Task objective: Reproduce nothing but the closing run of lines: the line with "Where can the parked silver" and each line that follows it to the end of the data.

Records shown:
- - - -

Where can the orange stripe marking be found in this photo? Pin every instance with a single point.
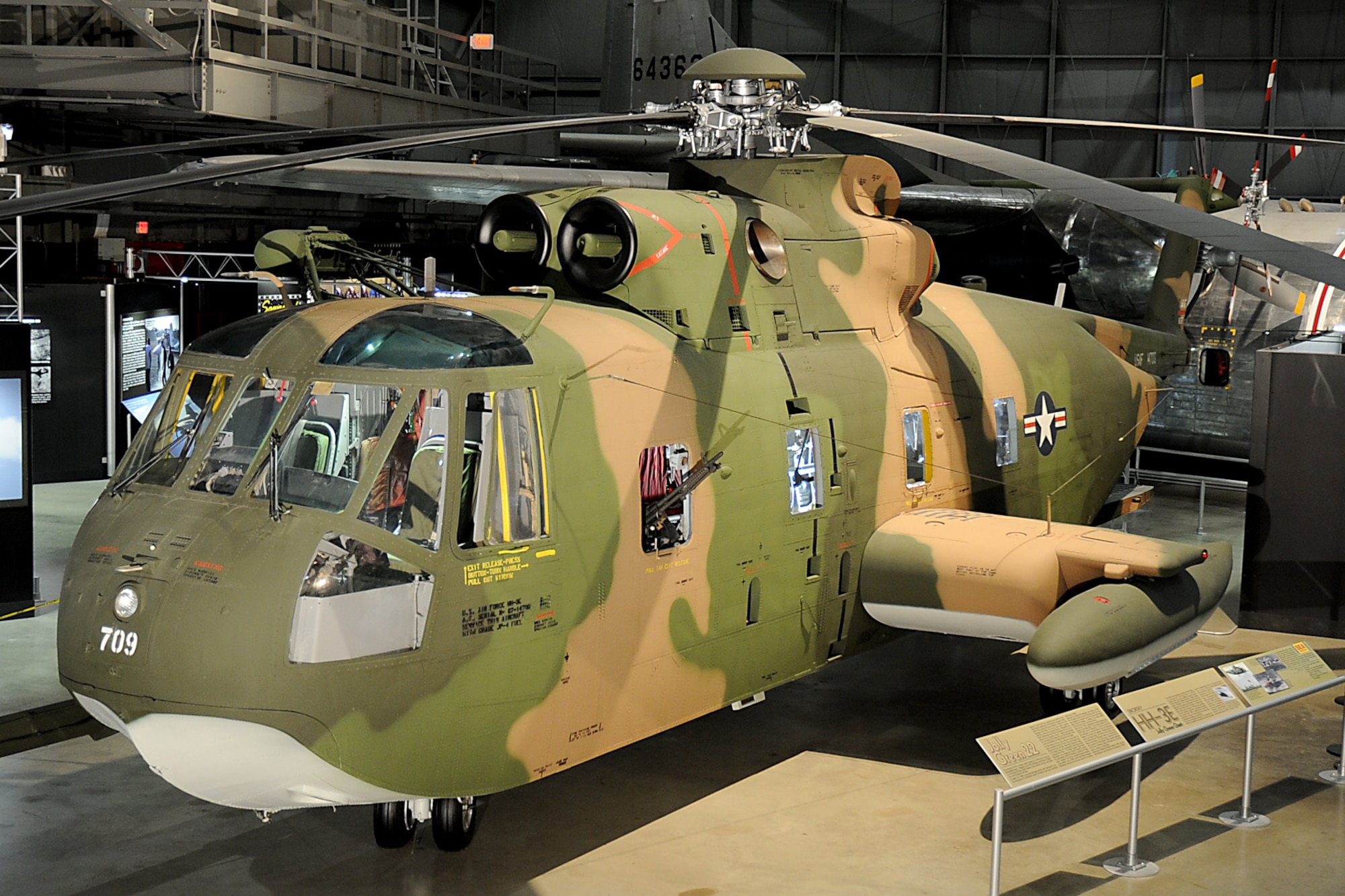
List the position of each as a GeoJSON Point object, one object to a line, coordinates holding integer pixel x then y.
{"type": "Point", "coordinates": [728, 249]}
{"type": "Point", "coordinates": [662, 251]}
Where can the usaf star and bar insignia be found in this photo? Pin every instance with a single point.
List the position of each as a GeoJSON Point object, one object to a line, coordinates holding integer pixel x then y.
{"type": "Point", "coordinates": [1044, 424]}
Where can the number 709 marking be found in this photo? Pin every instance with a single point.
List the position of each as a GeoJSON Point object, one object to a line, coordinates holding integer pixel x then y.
{"type": "Point", "coordinates": [119, 641]}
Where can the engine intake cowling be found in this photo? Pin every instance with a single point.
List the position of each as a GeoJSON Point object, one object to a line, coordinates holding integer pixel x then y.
{"type": "Point", "coordinates": [597, 244]}
{"type": "Point", "coordinates": [514, 241]}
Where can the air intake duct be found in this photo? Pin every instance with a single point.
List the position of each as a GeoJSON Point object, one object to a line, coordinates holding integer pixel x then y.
{"type": "Point", "coordinates": [513, 241]}
{"type": "Point", "coordinates": [597, 244]}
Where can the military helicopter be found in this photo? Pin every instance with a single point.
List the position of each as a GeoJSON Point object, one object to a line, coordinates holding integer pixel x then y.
{"type": "Point", "coordinates": [411, 552]}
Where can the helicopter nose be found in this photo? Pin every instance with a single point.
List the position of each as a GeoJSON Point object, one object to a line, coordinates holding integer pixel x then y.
{"type": "Point", "coordinates": [239, 763]}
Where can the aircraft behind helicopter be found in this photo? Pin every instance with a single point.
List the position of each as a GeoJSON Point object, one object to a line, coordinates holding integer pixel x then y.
{"type": "Point", "coordinates": [410, 552]}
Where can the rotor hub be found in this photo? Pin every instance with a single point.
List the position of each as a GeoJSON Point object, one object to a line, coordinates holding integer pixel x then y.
{"type": "Point", "coordinates": [738, 100]}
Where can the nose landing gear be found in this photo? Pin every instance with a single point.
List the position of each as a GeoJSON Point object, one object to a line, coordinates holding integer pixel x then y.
{"type": "Point", "coordinates": [453, 821]}
{"type": "Point", "coordinates": [395, 825]}
{"type": "Point", "coordinates": [1061, 701]}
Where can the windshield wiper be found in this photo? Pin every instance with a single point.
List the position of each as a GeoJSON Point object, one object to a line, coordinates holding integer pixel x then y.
{"type": "Point", "coordinates": [188, 438]}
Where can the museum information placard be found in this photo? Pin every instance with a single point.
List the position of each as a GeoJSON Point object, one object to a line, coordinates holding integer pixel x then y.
{"type": "Point", "coordinates": [1262, 676]}
{"type": "Point", "coordinates": [1180, 702]}
{"type": "Point", "coordinates": [1031, 752]}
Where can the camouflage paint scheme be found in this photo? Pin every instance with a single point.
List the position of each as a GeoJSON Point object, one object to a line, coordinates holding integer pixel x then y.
{"type": "Point", "coordinates": [844, 342]}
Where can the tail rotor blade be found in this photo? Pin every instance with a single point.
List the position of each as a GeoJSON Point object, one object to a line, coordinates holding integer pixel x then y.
{"type": "Point", "coordinates": [1264, 150]}
{"type": "Point", "coordinates": [1289, 155]}
{"type": "Point", "coordinates": [1198, 119]}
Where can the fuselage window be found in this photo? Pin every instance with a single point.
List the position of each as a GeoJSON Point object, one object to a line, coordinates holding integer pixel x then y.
{"type": "Point", "coordinates": [241, 435]}
{"type": "Point", "coordinates": [163, 447]}
{"type": "Point", "coordinates": [915, 424]}
{"type": "Point", "coordinates": [665, 513]}
{"type": "Point", "coordinates": [329, 443]}
{"type": "Point", "coordinates": [1007, 432]}
{"type": "Point", "coordinates": [801, 447]}
{"type": "Point", "coordinates": [504, 498]}
{"type": "Point", "coordinates": [357, 600]}
{"type": "Point", "coordinates": [408, 494]}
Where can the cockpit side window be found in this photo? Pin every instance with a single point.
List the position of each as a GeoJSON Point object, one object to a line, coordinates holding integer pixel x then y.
{"type": "Point", "coordinates": [504, 498]}
{"type": "Point", "coordinates": [243, 434]}
{"type": "Point", "coordinates": [408, 494]}
{"type": "Point", "coordinates": [329, 443]}
{"type": "Point", "coordinates": [169, 440]}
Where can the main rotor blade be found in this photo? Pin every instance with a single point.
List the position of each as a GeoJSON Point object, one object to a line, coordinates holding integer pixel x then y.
{"type": "Point", "coordinates": [954, 119]}
{"type": "Point", "coordinates": [200, 174]}
{"type": "Point", "coordinates": [259, 139]}
{"type": "Point", "coordinates": [1169, 216]}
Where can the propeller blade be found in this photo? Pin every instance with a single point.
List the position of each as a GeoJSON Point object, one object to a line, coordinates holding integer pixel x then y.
{"type": "Point", "coordinates": [1169, 216]}
{"type": "Point", "coordinates": [1198, 119]}
{"type": "Point", "coordinates": [255, 139]}
{"type": "Point", "coordinates": [957, 118]}
{"type": "Point", "coordinates": [200, 174]}
{"type": "Point", "coordinates": [1289, 155]}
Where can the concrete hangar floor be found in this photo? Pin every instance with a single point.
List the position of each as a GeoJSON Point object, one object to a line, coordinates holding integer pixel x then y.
{"type": "Point", "coordinates": [864, 778]}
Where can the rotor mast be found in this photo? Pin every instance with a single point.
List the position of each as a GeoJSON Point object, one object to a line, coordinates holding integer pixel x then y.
{"type": "Point", "coordinates": [738, 100]}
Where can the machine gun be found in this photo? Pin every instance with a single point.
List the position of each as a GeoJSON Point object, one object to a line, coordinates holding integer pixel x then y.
{"type": "Point", "coordinates": [657, 514]}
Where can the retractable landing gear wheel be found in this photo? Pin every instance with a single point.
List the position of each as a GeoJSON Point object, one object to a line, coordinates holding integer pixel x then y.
{"type": "Point", "coordinates": [393, 825]}
{"type": "Point", "coordinates": [455, 822]}
{"type": "Point", "coordinates": [1062, 701]}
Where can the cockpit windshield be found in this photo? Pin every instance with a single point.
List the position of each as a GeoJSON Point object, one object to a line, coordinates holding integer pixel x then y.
{"type": "Point", "coordinates": [329, 443]}
{"type": "Point", "coordinates": [241, 435]}
{"type": "Point", "coordinates": [427, 337]}
{"type": "Point", "coordinates": [169, 439]}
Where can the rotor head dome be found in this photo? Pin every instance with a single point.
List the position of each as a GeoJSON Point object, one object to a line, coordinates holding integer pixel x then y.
{"type": "Point", "coordinates": [744, 63]}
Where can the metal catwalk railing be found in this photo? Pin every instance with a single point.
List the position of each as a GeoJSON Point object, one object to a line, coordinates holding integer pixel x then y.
{"type": "Point", "coordinates": [11, 253]}
{"type": "Point", "coordinates": [345, 41]}
{"type": "Point", "coordinates": [1130, 864]}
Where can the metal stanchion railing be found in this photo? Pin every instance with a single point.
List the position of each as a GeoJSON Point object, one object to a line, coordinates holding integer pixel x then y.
{"type": "Point", "coordinates": [1130, 864]}
{"type": "Point", "coordinates": [1338, 774]}
{"type": "Point", "coordinates": [1132, 858]}
{"type": "Point", "coordinates": [1246, 817]}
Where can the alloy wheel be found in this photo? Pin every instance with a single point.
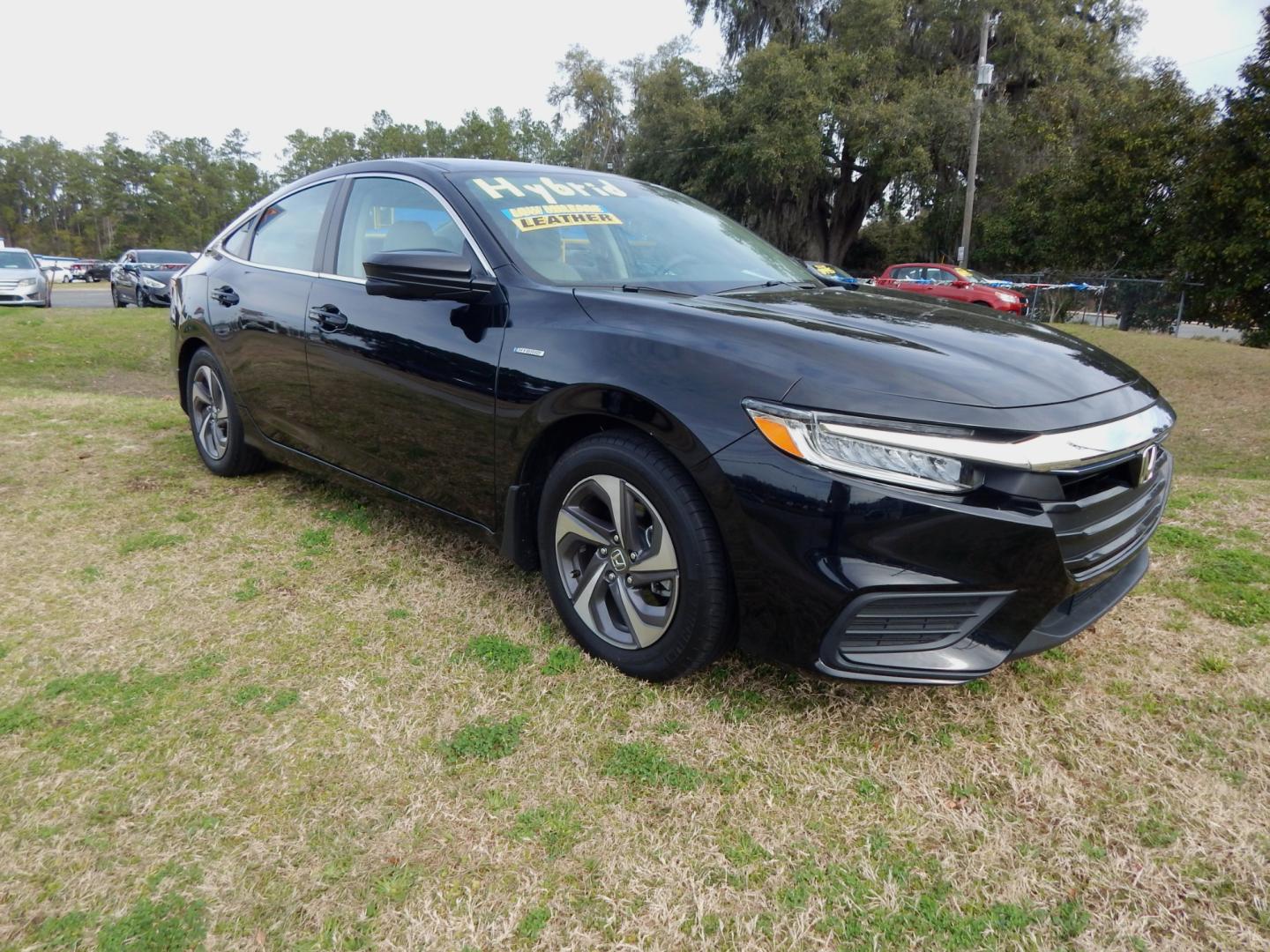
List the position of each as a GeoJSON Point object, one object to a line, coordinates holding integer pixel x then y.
{"type": "Point", "coordinates": [617, 562]}
{"type": "Point", "coordinates": [210, 413]}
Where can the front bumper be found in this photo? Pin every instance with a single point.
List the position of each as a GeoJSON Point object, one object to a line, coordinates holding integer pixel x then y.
{"type": "Point", "coordinates": [878, 583]}
{"type": "Point", "coordinates": [158, 296]}
{"type": "Point", "coordinates": [13, 299]}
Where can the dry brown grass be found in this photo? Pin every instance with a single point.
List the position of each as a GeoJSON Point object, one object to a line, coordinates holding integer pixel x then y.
{"type": "Point", "coordinates": [231, 712]}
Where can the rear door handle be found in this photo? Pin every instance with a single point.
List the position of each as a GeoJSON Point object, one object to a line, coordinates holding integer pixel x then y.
{"type": "Point", "coordinates": [329, 317]}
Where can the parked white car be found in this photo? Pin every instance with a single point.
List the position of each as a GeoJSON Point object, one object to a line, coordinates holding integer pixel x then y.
{"type": "Point", "coordinates": [20, 279]}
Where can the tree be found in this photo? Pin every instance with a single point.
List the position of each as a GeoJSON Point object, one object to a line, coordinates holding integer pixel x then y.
{"type": "Point", "coordinates": [1108, 196]}
{"type": "Point", "coordinates": [589, 90]}
{"type": "Point", "coordinates": [836, 108]}
{"type": "Point", "coordinates": [1226, 207]}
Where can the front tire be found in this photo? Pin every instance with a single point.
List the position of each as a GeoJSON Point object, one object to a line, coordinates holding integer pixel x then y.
{"type": "Point", "coordinates": [215, 420]}
{"type": "Point", "coordinates": [632, 559]}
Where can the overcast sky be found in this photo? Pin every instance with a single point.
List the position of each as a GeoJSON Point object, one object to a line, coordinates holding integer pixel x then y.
{"type": "Point", "coordinates": [79, 69]}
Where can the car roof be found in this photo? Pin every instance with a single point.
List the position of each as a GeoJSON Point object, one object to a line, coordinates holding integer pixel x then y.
{"type": "Point", "coordinates": [460, 165]}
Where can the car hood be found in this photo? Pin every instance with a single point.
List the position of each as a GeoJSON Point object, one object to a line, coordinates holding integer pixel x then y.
{"type": "Point", "coordinates": [884, 352]}
{"type": "Point", "coordinates": [164, 271]}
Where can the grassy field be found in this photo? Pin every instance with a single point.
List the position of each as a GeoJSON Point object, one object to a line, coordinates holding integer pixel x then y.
{"type": "Point", "coordinates": [265, 714]}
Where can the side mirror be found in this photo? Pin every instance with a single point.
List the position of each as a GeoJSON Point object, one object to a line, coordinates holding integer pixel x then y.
{"type": "Point", "coordinates": [426, 276]}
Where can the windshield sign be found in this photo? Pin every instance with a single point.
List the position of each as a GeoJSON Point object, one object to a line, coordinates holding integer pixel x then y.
{"type": "Point", "coordinates": [605, 233]}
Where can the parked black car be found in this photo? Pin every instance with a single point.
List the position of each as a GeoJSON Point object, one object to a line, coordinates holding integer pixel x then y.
{"type": "Point", "coordinates": [695, 442]}
{"type": "Point", "coordinates": [143, 277]}
{"type": "Point", "coordinates": [90, 271]}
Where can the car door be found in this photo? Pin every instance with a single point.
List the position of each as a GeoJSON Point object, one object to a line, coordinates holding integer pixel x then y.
{"type": "Point", "coordinates": [911, 279]}
{"type": "Point", "coordinates": [403, 391]}
{"type": "Point", "coordinates": [258, 299]}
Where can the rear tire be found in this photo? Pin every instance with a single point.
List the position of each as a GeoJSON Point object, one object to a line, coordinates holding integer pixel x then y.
{"type": "Point", "coordinates": [658, 603]}
{"type": "Point", "coordinates": [215, 420]}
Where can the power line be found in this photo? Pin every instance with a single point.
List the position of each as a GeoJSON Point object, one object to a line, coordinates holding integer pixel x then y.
{"type": "Point", "coordinates": [1224, 52]}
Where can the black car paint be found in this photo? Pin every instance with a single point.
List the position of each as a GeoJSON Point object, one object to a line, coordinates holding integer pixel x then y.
{"type": "Point", "coordinates": [461, 407]}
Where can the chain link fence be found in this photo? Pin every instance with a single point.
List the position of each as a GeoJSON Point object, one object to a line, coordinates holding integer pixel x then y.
{"type": "Point", "coordinates": [1139, 303]}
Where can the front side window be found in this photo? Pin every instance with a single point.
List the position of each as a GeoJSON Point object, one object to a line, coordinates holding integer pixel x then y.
{"type": "Point", "coordinates": [288, 230]}
{"type": "Point", "coordinates": [17, 259]}
{"type": "Point", "coordinates": [605, 231]}
{"type": "Point", "coordinates": [163, 258]}
{"type": "Point", "coordinates": [240, 242]}
{"type": "Point", "coordinates": [394, 215]}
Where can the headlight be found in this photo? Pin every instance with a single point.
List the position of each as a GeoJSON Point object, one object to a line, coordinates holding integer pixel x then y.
{"type": "Point", "coordinates": [947, 458]}
{"type": "Point", "coordinates": [839, 444]}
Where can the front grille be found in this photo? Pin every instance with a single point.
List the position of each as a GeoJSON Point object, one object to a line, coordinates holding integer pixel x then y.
{"type": "Point", "coordinates": [895, 620]}
{"type": "Point", "coordinates": [1105, 519]}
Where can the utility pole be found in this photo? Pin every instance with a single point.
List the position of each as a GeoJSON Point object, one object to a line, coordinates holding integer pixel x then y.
{"type": "Point", "coordinates": [982, 80]}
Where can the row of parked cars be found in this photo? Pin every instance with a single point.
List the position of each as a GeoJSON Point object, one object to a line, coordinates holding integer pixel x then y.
{"type": "Point", "coordinates": [140, 277]}
{"type": "Point", "coordinates": [943, 280]}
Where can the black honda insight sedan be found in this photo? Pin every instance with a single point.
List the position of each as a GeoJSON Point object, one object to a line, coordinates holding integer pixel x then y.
{"type": "Point", "coordinates": [698, 444]}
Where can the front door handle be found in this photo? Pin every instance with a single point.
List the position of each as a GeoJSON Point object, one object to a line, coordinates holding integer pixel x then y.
{"type": "Point", "coordinates": [329, 317]}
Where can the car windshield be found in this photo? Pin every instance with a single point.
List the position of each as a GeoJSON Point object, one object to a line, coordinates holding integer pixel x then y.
{"type": "Point", "coordinates": [164, 258]}
{"type": "Point", "coordinates": [587, 230]}
{"type": "Point", "coordinates": [16, 259]}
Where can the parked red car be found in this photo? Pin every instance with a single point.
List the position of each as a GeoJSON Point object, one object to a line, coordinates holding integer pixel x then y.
{"type": "Point", "coordinates": [952, 285]}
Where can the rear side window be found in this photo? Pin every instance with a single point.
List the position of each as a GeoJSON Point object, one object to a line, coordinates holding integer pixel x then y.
{"type": "Point", "coordinates": [240, 242]}
{"type": "Point", "coordinates": [392, 215]}
{"type": "Point", "coordinates": [288, 230]}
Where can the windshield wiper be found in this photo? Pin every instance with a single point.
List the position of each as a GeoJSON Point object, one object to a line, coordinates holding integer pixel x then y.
{"type": "Point", "coordinates": [759, 286]}
{"type": "Point", "coordinates": [634, 288]}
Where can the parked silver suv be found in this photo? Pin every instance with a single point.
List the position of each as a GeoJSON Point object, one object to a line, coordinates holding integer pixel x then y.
{"type": "Point", "coordinates": [20, 279]}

- - - -

Full response:
Where can the parked silver suv be found in this photo? Pin every instance with a single point.
List the position of each as a GeoJSON Point object, one object to a line, coordinates holding integer pixel x then y.
{"type": "Point", "coordinates": [20, 279]}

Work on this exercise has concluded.